Point-per-instance localization data:

------------------------------------------------------------

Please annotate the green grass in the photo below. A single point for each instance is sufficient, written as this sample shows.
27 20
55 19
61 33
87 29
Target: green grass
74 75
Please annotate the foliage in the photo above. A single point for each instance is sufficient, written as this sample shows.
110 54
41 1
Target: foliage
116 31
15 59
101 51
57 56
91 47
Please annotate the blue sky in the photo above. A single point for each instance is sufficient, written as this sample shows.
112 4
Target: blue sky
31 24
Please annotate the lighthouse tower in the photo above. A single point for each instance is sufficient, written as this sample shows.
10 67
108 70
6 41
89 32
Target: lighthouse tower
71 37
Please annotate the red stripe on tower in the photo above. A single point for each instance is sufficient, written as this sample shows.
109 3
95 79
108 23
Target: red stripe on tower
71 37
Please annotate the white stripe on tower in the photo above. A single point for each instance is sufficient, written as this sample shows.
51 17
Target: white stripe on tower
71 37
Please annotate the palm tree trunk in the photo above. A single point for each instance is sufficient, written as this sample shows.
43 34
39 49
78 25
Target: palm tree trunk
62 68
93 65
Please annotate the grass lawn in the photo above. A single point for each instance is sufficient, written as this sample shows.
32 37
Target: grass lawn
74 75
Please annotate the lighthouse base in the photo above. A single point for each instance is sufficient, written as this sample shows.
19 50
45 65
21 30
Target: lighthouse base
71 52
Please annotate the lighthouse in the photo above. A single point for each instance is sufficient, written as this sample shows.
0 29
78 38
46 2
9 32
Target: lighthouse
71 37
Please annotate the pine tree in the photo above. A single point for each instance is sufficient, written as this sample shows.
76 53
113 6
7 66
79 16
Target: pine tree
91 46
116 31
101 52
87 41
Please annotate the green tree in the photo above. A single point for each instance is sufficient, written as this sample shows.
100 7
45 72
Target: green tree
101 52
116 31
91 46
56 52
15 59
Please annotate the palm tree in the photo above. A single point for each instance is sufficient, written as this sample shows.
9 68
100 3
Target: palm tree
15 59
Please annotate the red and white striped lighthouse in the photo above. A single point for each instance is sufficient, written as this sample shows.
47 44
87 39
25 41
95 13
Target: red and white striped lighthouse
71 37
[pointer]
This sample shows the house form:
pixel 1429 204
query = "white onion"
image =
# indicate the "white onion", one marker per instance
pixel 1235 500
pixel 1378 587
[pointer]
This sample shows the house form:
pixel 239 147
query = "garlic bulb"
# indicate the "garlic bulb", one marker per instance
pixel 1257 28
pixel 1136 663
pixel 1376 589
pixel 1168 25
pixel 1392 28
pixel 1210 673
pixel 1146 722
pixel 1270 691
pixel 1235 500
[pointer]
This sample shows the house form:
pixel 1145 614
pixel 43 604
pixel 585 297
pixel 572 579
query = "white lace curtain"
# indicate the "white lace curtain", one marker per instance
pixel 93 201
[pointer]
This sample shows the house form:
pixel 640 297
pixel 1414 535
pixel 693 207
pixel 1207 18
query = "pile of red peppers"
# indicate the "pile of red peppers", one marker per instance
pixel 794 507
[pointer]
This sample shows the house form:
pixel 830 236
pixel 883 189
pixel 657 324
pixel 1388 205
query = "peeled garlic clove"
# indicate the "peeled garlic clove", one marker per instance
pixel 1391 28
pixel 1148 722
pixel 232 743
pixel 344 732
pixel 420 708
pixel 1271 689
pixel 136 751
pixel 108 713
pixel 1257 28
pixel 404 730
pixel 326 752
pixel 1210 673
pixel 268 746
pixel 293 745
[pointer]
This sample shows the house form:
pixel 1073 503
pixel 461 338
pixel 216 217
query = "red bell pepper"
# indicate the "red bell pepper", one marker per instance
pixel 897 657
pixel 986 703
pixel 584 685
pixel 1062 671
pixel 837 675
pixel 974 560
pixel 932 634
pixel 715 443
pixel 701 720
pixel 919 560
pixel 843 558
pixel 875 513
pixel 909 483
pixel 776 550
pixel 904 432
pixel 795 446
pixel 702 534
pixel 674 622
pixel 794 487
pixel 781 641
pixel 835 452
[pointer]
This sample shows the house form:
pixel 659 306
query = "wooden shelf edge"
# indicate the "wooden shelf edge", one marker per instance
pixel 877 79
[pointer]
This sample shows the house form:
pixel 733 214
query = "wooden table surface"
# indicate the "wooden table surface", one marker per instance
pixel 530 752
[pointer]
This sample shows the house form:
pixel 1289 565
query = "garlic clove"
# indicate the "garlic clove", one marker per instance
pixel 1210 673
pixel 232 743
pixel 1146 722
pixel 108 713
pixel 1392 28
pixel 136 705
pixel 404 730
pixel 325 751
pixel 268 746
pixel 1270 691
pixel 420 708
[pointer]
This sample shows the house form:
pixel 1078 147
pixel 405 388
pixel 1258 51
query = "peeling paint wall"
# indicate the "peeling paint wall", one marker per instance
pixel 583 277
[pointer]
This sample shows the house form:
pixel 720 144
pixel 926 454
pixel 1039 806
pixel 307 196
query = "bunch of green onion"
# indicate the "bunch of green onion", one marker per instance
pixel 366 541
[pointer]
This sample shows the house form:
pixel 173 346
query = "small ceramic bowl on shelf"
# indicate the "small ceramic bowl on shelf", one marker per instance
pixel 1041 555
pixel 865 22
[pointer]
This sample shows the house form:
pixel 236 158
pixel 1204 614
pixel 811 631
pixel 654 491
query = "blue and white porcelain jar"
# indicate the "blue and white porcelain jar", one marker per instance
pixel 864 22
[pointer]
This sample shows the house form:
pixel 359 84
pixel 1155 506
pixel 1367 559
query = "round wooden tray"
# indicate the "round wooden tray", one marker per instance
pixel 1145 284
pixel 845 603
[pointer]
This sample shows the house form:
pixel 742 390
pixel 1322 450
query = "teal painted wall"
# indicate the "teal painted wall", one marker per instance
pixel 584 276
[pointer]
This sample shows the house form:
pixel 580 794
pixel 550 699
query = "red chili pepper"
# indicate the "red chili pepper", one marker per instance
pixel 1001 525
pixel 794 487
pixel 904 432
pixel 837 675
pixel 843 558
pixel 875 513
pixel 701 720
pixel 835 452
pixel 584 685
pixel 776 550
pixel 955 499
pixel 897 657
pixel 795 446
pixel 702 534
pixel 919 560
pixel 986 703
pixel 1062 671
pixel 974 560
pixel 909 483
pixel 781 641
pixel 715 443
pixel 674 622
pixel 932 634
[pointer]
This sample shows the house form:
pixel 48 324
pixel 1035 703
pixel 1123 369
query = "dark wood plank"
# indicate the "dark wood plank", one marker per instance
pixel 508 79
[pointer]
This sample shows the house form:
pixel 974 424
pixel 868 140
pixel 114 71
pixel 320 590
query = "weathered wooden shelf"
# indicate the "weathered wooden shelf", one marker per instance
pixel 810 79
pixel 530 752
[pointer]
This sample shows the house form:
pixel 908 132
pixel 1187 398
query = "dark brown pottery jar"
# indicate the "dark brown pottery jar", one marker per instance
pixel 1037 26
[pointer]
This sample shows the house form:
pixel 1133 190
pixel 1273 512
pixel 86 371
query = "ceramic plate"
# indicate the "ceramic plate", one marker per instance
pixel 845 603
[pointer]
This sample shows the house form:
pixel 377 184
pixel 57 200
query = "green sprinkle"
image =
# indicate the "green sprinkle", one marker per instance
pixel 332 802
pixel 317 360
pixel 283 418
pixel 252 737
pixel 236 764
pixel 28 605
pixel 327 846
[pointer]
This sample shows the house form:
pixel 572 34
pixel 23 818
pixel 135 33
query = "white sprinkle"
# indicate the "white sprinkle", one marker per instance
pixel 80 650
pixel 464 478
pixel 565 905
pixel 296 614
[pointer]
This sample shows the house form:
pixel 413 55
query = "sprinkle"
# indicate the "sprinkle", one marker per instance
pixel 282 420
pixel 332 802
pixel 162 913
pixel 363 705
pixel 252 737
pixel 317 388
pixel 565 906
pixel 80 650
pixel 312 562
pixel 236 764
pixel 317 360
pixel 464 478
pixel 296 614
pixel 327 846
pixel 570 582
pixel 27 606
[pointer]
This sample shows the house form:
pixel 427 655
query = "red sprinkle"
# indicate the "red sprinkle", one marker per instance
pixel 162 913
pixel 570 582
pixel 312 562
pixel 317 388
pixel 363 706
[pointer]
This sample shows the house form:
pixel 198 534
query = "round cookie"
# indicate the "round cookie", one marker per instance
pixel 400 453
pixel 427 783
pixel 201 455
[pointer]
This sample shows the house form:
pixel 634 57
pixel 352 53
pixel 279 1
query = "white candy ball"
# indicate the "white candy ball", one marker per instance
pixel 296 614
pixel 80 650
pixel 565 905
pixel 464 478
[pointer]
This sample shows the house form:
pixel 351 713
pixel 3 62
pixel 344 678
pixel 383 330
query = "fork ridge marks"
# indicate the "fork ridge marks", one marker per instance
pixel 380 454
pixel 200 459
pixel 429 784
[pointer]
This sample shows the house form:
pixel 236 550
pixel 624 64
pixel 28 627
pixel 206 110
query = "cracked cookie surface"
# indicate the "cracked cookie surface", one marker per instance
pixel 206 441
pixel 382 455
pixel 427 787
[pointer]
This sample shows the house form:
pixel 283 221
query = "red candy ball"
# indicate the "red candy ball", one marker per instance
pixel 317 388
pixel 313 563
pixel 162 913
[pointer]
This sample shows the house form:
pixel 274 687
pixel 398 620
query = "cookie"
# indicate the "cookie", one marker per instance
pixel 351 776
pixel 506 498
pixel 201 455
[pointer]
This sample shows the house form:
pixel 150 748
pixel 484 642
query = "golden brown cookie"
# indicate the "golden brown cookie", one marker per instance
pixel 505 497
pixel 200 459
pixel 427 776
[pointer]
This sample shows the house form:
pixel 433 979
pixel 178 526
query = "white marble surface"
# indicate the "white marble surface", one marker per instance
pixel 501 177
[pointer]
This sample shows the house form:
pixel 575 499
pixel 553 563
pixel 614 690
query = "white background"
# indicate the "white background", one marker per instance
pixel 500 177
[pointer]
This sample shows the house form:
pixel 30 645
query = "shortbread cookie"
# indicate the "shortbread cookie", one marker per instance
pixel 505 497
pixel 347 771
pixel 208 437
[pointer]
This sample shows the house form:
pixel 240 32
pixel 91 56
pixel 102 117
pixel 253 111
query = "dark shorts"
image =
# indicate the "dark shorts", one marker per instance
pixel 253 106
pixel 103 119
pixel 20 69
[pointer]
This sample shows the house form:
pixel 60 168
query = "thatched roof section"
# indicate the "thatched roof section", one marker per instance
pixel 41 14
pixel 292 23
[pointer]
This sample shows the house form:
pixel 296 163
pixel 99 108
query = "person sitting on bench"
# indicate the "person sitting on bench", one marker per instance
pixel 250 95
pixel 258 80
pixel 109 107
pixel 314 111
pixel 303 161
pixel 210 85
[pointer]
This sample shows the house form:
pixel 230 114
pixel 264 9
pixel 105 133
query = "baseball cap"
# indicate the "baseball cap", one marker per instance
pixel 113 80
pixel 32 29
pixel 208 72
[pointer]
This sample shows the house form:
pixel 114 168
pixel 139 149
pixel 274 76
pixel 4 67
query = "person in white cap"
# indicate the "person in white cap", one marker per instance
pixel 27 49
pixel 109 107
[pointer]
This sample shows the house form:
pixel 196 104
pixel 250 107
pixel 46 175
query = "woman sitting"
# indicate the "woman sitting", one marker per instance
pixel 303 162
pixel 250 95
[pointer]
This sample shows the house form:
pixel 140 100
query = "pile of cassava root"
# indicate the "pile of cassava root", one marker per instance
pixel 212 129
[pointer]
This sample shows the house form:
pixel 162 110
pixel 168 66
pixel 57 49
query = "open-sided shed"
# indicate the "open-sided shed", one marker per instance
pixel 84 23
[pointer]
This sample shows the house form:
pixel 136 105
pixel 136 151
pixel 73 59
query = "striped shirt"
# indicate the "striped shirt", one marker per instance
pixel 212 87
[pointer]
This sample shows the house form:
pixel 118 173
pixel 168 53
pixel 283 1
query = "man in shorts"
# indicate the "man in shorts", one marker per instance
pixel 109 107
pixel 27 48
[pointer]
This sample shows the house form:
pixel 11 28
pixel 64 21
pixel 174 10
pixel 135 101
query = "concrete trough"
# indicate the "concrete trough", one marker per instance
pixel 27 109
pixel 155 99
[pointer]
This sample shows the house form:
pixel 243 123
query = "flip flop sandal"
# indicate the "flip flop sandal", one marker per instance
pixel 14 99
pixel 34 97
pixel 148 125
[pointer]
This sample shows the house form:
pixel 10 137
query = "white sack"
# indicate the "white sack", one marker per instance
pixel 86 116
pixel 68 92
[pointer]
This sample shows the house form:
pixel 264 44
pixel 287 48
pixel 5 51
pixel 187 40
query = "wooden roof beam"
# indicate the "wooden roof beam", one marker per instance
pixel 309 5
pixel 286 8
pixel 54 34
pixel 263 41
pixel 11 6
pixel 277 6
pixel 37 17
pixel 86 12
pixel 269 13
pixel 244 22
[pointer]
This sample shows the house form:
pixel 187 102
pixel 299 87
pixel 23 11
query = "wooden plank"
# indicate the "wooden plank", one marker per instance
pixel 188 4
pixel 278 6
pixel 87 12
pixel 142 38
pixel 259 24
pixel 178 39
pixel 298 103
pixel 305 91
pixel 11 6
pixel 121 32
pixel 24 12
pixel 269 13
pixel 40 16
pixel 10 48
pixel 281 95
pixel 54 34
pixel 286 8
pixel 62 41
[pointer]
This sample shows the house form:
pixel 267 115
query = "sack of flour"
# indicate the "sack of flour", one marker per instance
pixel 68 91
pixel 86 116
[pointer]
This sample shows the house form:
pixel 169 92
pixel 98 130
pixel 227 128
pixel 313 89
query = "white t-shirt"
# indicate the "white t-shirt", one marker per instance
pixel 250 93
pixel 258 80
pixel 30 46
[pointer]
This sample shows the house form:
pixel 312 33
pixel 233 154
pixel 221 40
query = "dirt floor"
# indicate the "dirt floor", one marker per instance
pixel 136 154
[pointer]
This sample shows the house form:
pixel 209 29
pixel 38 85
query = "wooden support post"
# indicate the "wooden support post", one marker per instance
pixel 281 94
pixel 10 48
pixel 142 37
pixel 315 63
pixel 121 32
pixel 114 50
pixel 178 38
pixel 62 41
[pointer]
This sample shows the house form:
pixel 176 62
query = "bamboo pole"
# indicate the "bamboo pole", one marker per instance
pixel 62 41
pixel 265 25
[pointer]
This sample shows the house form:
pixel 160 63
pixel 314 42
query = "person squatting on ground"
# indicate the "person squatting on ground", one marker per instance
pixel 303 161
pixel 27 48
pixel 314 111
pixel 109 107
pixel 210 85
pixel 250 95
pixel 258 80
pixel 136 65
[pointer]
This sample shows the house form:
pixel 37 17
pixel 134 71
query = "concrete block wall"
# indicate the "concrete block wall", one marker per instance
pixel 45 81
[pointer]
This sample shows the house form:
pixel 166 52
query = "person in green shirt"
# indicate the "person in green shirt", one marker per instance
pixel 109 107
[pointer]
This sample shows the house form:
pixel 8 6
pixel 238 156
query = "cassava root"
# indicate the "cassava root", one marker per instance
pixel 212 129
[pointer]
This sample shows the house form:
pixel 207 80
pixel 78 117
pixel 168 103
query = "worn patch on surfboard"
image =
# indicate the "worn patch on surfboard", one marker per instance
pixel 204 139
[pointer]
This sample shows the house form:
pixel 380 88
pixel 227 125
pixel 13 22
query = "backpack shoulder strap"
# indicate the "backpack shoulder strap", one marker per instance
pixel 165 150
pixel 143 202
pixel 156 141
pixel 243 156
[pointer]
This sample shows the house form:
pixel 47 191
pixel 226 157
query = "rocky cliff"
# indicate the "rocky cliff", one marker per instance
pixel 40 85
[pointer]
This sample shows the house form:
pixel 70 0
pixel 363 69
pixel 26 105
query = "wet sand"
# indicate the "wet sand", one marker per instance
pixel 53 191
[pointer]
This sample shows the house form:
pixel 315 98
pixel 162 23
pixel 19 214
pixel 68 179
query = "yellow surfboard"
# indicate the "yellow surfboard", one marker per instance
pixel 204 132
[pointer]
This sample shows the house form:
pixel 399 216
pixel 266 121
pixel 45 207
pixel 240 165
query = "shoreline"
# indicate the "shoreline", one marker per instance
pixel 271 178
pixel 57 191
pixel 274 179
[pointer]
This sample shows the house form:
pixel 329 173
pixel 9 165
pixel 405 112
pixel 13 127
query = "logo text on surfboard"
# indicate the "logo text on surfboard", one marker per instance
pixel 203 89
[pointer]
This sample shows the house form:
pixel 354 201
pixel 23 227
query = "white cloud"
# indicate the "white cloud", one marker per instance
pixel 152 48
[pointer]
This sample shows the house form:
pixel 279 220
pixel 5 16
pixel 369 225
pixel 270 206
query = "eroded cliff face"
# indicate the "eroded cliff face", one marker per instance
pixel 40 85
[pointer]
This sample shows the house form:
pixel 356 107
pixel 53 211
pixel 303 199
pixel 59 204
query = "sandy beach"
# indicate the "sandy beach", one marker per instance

------------------------------------------------------------

▸ Task requirements:
Among the records, find all lines that include the string "sandy" and return them.

▸ Answer for this exercise:
query = "sandy beach"
# indicate the "sandy beach", one marker per instance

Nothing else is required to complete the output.